(Point labeling dataset excerpts)

------------------------------------------------

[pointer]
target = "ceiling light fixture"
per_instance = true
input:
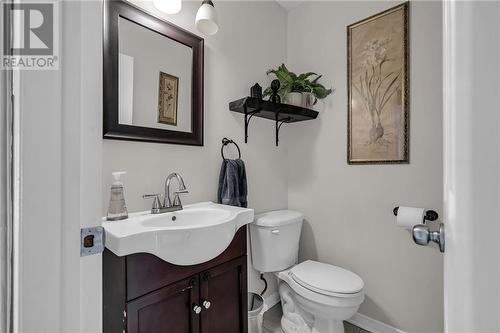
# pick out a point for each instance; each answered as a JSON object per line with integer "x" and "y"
{"x": 206, "y": 18}
{"x": 168, "y": 6}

------------------------------------------------

Written instruction: Repeat the lines of the listing above word for word, leaving out the pictures.

Solution to the exercise:
[pointer]
target = "ceiling light fixture"
per_instance = true
input:
# pick out a point for each instance; each answered as a JSON object per line with integer "x" and "y"
{"x": 206, "y": 18}
{"x": 168, "y": 6}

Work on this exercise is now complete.